[Collected data entries]
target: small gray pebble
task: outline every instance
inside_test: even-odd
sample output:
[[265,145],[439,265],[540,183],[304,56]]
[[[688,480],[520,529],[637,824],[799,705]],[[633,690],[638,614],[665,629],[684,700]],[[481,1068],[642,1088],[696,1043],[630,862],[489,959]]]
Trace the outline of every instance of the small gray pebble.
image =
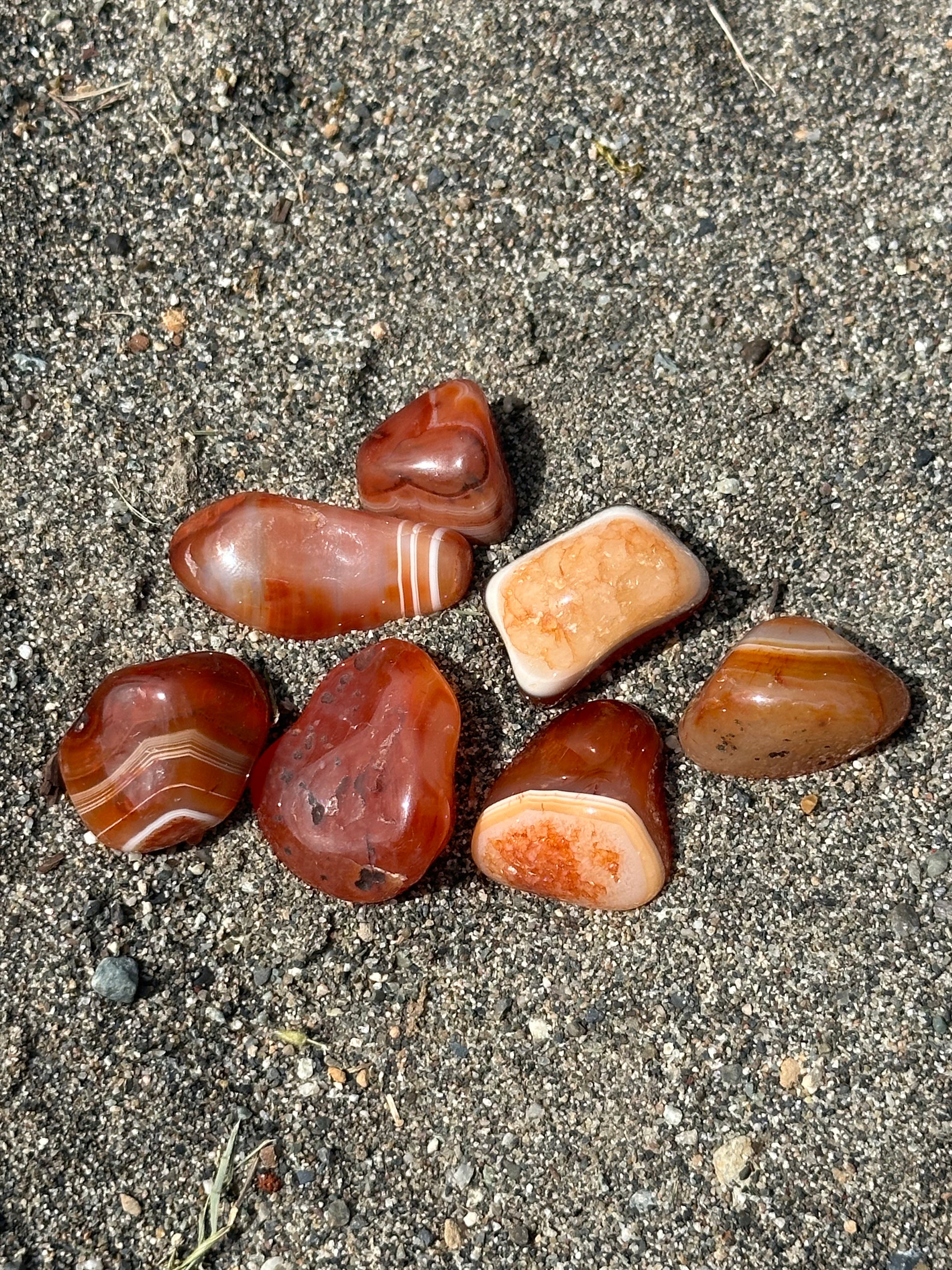
[[948,869],[948,851],[933,851],[925,860],[925,876],[941,878]]
[[900,937],[911,935],[913,931],[919,930],[919,916],[911,904],[896,904],[890,913],[890,922],[892,923],[892,930]]
[[138,966],[131,956],[107,956],[93,975],[93,992],[105,1001],[128,1006],[138,991]]
[[523,1224],[522,1222],[513,1222],[513,1224],[509,1227],[509,1238],[513,1241],[517,1248],[524,1248],[528,1246],[528,1242],[532,1238],[532,1231],[528,1228],[528,1226]]
[[350,1220],[350,1209],[343,1199],[333,1199],[324,1210],[324,1220],[334,1231],[340,1231]]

• _EXERCISE REQUIREMENTS_
Rewrite the entries with every "pebble" changed to "stone" and nothing else altered. Omit the pictures from your answer.

• _FINISHED ANSWER_
target: small gray stone
task: outline every instance
inside_test: even-odd
sample output:
[[265,145],[439,265],[540,183],[304,56]]
[[[688,480],[520,529],[637,824],[799,705]],[[633,690],[638,614],[665,629],[684,700]],[[481,1068],[642,1088],[696,1043],[630,862],[489,959]]]
Trace the outline of every instance of the small gray stone.
image =
[[948,869],[948,851],[933,851],[925,860],[925,876],[941,878]]
[[900,937],[911,935],[913,931],[919,930],[919,916],[911,904],[896,904],[890,913],[890,922],[892,923],[892,930]]
[[138,966],[131,956],[107,956],[93,975],[93,992],[105,1001],[128,1006],[138,991]]
[[523,1224],[522,1222],[513,1222],[513,1224],[509,1227],[509,1238],[513,1241],[517,1248],[524,1248],[528,1246],[528,1242],[532,1238],[532,1231],[528,1228],[528,1226]]
[[350,1220],[350,1209],[343,1199],[333,1199],[324,1210],[324,1220],[334,1231],[340,1231]]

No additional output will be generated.